- TEXT FOR ANALYSIS

It's hard to know why, so it's best to enjoy the ride

Maybe, but that's also incompatible with safety culture, on its face in fact (safety from hellfire for the traditionalists, safety from 'rather have a dead son' for the progressives, and for both of them safety from having a kid you can't stand).

By contrast, what you've described are parents/people aligned with dignity culture instead, where the right approach for reasonable actors is to just give them time/space/real opportunity to figure out the right answer themselves; restating "sensible boundaries" as "safety is only useful insofar as it furthers the cause of dignity, and we're already secure in our knowledge of what the truth and goodness are that any reasonable person would come to the same conclusion provided we give them initial conditions suitable for discovering it".

Agreed. The similarities between affirmation/esteem culture and guilt culture have probably been underinvestigated. I have a meta theory that many problems of human activity involve too much focus on what people ARE rather than what they DO. "Hate the sin, not the sinner" is once instance of moving in the right direction, but I think there are others, e.g. "Provide children - and people in general - approval for good things they accomplish, not for what they are."

(That's not to say that affirmation/esteem/guilt have no place in parenting, education etc.)

I have a meta theory that many problems of human activity involve too much focus on what people ARE rather than what they DO.

That's because it's the easy way out. You need to do intellectual or emotional labor to deal with people who DO [are aligned with your goals] but ARE NOT [aligned with the rules], and one way to deal with that is to turn your back and say you're not going to do it (doing this also gives you short-term power and sometimes people just get tired and want the easy way out).

Societies start to stop being able to do when the populace gets lazy like this. And while there is a place for identity, it must ultimately be subservient to activity, and when certain kinds of Christians/the Bible start talking about "women/the identity gender should not be in charge/operate unrestrained by men/the activity gender" I think this is what those parts are getting at.

- WHAT TO DO
Return everything from "Societies start to" down to "are getting at." in the passage above on safety and dignity culture, word for word.

- Stored data
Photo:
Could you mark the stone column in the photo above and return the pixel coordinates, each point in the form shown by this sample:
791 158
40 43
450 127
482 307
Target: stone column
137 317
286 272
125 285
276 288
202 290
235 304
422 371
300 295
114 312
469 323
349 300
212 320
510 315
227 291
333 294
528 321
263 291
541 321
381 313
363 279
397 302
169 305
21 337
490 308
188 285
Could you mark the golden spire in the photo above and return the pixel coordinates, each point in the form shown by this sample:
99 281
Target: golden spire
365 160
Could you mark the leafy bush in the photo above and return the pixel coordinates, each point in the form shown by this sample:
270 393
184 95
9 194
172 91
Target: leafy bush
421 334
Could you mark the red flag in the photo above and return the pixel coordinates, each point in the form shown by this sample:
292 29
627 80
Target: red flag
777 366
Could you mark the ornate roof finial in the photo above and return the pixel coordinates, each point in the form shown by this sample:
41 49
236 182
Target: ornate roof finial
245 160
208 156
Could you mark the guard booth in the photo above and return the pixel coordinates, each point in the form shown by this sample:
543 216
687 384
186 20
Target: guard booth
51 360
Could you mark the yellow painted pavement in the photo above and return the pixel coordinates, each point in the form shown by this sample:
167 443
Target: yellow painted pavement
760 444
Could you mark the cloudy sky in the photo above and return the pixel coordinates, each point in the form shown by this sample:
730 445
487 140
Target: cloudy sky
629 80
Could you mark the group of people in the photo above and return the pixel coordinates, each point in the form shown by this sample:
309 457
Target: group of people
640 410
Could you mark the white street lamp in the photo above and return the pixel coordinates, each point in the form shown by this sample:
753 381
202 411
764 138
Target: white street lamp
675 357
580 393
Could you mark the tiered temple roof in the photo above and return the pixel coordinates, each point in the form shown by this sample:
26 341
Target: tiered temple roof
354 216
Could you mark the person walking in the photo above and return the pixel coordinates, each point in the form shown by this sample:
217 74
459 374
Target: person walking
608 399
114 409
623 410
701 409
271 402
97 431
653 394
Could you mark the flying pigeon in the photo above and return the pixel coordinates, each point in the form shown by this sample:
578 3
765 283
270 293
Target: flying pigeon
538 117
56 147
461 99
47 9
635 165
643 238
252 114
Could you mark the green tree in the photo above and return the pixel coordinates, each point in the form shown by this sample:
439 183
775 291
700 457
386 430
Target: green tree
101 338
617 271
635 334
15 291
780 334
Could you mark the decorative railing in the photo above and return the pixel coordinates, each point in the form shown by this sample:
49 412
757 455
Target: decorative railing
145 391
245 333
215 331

---

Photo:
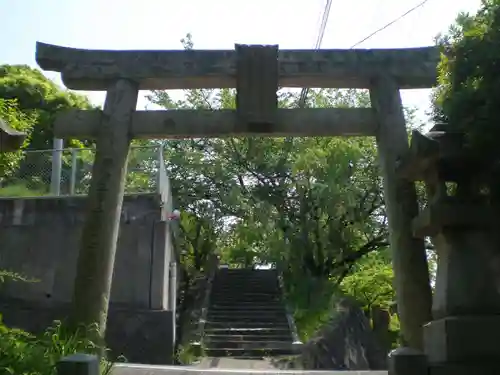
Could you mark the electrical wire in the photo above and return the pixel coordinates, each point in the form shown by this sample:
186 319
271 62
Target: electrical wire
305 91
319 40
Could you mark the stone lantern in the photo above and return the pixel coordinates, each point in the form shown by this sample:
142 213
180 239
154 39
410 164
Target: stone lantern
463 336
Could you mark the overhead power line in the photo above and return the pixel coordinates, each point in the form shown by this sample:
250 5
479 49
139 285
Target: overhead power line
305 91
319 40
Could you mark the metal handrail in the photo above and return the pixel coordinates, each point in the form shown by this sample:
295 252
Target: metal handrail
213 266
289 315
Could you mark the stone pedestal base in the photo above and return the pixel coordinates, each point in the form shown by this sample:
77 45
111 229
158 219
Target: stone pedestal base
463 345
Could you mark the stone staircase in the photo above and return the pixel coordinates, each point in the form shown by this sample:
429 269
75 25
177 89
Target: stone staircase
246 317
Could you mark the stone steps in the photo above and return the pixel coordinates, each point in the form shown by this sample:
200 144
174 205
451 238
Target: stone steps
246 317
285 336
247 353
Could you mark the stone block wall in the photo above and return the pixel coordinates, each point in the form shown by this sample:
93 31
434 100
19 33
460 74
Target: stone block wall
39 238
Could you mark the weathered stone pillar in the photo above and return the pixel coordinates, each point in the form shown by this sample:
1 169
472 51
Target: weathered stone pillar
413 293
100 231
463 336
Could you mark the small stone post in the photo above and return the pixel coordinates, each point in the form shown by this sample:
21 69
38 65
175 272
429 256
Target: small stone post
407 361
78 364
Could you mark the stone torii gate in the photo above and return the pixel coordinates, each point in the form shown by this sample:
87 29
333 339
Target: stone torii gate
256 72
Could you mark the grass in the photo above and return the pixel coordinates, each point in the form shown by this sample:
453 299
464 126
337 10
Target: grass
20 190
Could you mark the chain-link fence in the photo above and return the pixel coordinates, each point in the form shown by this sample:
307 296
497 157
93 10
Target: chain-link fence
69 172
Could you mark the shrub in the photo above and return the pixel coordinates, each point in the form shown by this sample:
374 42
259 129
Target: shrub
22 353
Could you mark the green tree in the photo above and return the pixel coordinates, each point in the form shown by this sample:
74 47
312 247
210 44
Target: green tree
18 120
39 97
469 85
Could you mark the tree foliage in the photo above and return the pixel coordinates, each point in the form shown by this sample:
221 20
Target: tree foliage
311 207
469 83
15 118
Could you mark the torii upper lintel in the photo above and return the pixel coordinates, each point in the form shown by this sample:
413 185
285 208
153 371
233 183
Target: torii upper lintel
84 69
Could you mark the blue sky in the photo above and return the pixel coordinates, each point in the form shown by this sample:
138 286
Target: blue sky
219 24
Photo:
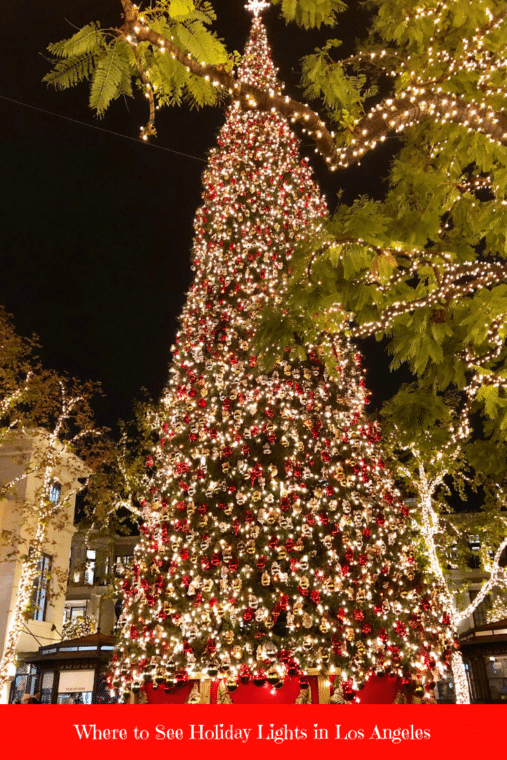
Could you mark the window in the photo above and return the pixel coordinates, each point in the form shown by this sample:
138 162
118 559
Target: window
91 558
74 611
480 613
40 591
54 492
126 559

- RESPONSE TO THE TASK
Societies start to stop being able to do when the populace gets lazy like this. And while there is a place for identity, it must ultimately be subservient to activity, and when certain kinds of Christians/the Bible start talking about "women/the identity gender should not be in charge/operate unrestrained by men/the activity gender" I think this is what those parts are getting at.